◆ **Excerto selecionado**:

((

Antes, o social-democrata e antigo ministro do Ambiente no Governo de Passos Coelho, Jorge Moreira da Silva, classificou o acordo de “embaraço”, enquanto Paulo Rangel afirma que “prejudica o interesse nacional”. E a eurodeputada do PSD Maria Graça Carvalho juntou-se a Rangel para argumentar que, dos três países envolvidos, “Portugal é o que sai pior”.

 

António Costa promete dar “todas as explicações”, mas recusa aceder ao pedido de Rangel, que “não é sequer deputado”, que “não percebe nada de energia” e “já nos habituou a dizer o que for preciso para atacar os adversários”. Ao final da tarde desta terça-feira, a conferência de líderes da Assembleia da República discutirá a data para o debate de urgência pedido pelo PSD.

))

[Entradas retiradas de uma coleção]
((

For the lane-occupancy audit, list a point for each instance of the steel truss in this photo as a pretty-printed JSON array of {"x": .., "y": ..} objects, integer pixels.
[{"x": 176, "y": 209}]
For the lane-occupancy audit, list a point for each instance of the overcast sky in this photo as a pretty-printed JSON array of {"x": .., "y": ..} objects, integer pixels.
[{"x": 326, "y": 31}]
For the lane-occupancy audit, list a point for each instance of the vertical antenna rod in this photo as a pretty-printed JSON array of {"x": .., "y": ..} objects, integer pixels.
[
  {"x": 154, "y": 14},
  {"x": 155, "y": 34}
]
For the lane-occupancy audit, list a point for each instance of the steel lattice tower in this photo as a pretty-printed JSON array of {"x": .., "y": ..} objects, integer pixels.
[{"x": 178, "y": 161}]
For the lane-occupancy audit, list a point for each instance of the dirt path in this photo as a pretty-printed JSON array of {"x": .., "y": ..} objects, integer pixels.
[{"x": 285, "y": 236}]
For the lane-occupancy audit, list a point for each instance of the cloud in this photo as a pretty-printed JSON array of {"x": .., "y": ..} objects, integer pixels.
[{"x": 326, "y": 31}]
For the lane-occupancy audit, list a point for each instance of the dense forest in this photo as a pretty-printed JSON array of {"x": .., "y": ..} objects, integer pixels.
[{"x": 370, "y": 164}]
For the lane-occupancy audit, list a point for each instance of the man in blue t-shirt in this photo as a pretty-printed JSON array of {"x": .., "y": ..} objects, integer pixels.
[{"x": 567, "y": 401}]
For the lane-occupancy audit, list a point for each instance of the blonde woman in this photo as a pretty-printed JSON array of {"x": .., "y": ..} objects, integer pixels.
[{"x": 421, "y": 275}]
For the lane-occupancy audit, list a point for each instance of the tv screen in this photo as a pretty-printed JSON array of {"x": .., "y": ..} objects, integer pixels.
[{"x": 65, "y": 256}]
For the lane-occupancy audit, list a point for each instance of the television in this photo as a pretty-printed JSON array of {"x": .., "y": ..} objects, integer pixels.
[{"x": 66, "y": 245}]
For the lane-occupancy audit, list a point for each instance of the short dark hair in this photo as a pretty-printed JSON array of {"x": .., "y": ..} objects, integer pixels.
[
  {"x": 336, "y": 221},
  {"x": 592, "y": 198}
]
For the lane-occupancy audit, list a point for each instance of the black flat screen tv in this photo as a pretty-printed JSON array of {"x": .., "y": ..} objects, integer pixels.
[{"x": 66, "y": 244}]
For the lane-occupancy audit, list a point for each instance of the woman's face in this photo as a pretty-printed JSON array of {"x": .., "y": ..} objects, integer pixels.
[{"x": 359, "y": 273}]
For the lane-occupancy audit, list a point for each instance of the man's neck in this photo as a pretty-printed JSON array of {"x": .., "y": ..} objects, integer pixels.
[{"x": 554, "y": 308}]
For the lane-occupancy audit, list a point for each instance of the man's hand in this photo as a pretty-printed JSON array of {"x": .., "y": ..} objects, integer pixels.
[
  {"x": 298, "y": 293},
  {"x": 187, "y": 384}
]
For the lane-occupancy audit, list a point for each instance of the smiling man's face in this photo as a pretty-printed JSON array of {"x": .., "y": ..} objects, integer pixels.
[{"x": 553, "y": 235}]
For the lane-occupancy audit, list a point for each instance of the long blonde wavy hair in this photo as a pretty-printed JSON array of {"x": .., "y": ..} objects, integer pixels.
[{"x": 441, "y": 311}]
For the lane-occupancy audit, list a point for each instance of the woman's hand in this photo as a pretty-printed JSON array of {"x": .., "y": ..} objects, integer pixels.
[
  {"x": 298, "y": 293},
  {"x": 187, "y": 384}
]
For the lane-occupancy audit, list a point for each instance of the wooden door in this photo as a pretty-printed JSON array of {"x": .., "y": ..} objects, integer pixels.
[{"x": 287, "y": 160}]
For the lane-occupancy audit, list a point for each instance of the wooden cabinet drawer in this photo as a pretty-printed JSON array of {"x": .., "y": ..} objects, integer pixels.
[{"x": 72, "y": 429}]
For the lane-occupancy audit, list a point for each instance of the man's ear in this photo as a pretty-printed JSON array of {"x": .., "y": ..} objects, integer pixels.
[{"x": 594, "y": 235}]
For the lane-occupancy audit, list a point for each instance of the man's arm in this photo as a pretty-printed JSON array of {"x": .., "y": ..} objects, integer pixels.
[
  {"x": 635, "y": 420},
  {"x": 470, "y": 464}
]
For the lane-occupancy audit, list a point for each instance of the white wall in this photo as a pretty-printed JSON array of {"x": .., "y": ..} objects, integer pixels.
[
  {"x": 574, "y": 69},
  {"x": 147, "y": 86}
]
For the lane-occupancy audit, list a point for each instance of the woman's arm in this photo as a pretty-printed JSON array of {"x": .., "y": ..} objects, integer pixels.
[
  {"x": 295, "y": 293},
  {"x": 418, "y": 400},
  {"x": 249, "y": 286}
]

))
((

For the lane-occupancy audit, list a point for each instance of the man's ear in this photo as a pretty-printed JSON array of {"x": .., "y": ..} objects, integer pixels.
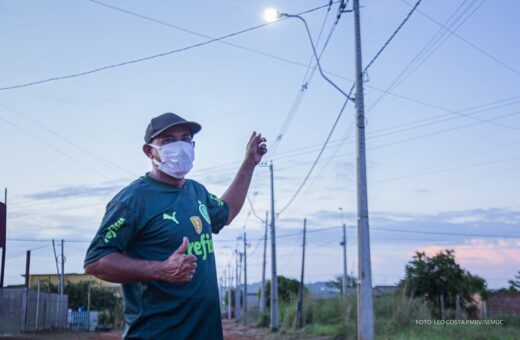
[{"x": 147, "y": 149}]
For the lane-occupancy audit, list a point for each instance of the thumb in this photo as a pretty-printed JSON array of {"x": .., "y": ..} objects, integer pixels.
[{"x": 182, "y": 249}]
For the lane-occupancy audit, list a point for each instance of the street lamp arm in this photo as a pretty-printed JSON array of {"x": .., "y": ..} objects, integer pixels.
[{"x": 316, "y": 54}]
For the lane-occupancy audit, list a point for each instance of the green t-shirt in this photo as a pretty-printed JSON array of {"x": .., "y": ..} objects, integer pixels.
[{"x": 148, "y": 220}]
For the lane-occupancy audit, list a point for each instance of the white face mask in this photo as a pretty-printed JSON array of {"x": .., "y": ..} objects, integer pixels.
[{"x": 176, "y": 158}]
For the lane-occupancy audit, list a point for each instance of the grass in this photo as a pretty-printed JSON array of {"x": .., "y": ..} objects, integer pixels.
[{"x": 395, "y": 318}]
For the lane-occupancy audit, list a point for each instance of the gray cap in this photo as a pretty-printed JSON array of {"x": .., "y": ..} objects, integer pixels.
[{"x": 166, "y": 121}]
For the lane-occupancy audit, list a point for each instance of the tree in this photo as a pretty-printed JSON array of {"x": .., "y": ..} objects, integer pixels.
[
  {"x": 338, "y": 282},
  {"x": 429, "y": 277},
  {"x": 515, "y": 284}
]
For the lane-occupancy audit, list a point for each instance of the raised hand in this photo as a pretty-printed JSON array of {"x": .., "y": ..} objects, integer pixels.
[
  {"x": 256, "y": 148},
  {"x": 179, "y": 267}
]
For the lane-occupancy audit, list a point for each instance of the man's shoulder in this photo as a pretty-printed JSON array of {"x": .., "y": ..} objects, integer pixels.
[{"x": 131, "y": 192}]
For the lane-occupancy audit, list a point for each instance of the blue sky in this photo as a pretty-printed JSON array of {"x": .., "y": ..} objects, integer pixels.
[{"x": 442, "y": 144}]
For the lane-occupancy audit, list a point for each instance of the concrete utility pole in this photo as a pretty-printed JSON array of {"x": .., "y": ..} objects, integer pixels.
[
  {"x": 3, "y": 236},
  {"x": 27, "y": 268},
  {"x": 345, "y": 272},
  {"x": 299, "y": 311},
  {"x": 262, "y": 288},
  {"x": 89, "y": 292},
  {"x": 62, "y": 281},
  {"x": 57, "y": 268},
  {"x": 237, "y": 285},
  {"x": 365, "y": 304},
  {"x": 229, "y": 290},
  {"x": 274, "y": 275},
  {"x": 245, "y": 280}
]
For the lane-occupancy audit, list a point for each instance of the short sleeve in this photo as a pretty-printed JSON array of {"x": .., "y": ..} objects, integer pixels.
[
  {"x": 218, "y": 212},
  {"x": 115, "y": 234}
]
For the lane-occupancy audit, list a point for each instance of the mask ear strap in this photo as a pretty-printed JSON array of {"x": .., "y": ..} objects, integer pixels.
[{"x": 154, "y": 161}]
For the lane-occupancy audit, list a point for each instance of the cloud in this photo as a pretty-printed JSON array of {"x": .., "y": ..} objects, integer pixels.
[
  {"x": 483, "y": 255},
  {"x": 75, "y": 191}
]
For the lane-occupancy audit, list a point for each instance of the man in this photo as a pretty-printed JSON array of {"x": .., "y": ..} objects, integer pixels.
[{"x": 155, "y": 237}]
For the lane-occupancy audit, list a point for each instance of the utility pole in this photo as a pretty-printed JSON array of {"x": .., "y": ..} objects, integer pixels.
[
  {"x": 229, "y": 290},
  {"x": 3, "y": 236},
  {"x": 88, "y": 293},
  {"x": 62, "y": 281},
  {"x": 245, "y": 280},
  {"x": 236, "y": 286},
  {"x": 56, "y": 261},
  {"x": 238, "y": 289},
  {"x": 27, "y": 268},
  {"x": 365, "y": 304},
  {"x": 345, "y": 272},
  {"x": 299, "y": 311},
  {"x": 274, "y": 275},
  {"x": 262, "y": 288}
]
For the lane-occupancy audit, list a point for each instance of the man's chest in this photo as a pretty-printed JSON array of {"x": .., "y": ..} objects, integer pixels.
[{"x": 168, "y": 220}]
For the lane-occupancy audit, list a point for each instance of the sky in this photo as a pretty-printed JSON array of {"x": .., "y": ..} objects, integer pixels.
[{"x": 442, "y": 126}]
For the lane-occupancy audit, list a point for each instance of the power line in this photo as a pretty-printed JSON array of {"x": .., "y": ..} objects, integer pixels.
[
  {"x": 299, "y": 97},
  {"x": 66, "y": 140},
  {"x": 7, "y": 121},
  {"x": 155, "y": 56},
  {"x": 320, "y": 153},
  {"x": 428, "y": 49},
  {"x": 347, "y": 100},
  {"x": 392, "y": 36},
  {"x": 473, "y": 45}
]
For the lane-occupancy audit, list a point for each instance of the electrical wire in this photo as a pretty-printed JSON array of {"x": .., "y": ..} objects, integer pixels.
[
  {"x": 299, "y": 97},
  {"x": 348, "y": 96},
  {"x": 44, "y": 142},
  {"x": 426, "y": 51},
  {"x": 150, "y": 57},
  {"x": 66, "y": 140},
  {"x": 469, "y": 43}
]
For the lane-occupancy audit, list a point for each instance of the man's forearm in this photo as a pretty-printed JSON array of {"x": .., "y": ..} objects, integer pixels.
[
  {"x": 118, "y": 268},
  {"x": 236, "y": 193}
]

))
((

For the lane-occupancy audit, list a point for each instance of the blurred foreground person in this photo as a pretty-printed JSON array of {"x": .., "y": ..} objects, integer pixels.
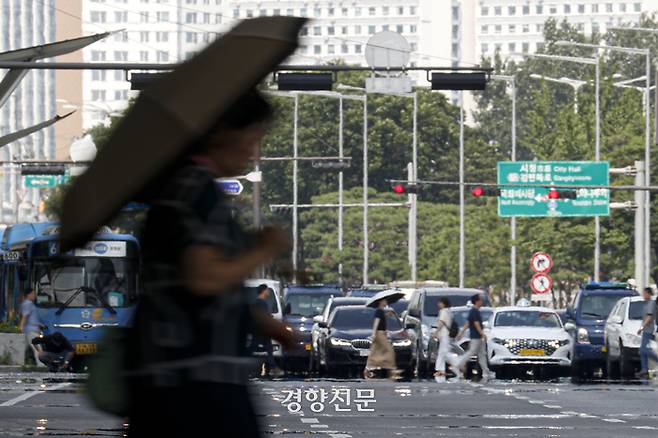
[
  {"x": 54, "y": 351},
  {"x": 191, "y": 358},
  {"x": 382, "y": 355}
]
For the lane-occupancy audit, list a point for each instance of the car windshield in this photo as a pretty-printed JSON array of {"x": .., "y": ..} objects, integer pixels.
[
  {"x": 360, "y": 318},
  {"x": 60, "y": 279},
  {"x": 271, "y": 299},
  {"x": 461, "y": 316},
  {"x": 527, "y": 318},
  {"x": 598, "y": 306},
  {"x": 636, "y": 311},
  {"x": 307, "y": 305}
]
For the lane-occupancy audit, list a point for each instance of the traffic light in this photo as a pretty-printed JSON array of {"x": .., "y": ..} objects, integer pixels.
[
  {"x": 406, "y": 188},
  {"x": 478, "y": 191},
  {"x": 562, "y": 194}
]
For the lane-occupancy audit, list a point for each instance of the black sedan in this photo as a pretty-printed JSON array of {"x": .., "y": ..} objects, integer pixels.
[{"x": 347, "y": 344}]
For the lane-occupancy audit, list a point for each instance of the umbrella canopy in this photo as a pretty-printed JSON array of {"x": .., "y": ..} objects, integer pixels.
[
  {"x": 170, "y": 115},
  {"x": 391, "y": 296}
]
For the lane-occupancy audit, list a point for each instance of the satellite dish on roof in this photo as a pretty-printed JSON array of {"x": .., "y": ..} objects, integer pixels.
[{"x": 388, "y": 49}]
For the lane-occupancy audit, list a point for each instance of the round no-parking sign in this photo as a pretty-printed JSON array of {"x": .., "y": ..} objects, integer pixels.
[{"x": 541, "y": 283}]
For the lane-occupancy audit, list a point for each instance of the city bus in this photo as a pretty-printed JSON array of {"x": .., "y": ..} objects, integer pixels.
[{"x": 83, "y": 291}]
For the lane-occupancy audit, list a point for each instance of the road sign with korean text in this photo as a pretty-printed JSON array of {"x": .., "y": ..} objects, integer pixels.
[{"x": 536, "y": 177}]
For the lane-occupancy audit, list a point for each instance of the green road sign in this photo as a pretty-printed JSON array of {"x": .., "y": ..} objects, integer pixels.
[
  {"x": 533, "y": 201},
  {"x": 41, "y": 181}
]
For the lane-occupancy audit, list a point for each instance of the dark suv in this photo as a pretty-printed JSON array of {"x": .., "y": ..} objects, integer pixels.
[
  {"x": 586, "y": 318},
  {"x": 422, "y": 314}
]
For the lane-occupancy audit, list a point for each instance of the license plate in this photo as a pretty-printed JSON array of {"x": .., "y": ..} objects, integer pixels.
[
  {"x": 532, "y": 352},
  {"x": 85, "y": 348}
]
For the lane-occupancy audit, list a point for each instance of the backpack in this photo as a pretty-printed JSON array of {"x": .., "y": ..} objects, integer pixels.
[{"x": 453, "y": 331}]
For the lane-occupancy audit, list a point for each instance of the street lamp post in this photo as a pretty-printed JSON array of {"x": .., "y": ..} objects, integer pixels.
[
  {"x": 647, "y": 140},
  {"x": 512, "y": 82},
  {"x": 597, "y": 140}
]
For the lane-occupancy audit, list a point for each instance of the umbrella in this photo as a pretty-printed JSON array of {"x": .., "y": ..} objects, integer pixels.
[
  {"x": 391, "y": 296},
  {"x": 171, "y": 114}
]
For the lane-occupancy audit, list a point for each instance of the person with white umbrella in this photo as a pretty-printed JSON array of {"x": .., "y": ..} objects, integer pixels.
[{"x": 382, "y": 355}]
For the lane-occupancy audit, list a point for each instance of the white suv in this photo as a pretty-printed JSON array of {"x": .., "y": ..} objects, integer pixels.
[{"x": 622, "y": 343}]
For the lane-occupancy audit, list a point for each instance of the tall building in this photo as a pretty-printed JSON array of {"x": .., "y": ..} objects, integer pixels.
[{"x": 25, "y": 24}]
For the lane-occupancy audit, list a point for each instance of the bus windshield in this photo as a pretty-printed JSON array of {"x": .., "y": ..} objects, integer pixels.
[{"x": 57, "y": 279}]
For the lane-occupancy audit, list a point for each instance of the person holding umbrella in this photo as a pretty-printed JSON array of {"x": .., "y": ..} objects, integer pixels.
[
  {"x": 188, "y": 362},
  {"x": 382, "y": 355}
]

))

◆ **Tarefa proposta 1**: Resuma, por favor, em duas frases o excerto sobre as críticas do PSD ao acordo.
◆ **Tarefa proposta 2**: Prossiga o excerto sobre as críticas do PSD ao acordo a partir da última frase apresentada.
As entradas não são necessárias para este exercício.

◆ **Resposta ao exercício 1**: Jorge Moreira da Silva, Paulo Rangel e Maria Graça Carvalho, do PSD, criticaram o acordo, que classificaram de “embaraço” e acusaram de prejudicar o interesse nacional e de deixar Portugal pior do que os outros dois países envolvidos. António Costa promete dar “todas as explicações”, mas recusa o pedido de Rangel, e a conferência de líderes da Assembleia da República discutirá ao final da tarde de terça-feira a data do debate de urgência pedido pelo PSD.

◆ **Resposta ao exercício 2**:
Pelo meio, a ministra da Presidência, Mariana Vieira da Silva, atacou o PSD por assumir uma posição sempre crítica, afirmando que, para os sociais-democratas “quando não há acordo é mau e quando há é mau, é sempre mau”. E o ministro do Ambiente, Duarte Cordeiro, insistiu que o acordo em causa representa uma “grande vitória para Portugal”.

 

No pingue-pongue dos últimos dias, o PSD quer que o Governo dê a conhecer em pormenor os contornos do acordo – é um “acordo, sem prazo e sem preço, não serve o interesse europeu e não serve o interesse nacional”, afirma Rangel. O executivo responde dizendo que o acordo ainda terá desenvolvimentos na próxima reunião entre as três capitais, marcada para 8 e 9 de Dezembro, lamentando que os sociais-democratas critiquem um acordo mesmo sem o conhecerem na plenitude.

 

O Presidente da República também não pareceu certo das virtualidades do acordo, pois, se começou por rotulá-lo de “muito importante”, logo passou a considerar ter sido o acordo “possível”.

 

São vários os argumentados expostos de parte a parte e centram-se, sobretudo, em três questões.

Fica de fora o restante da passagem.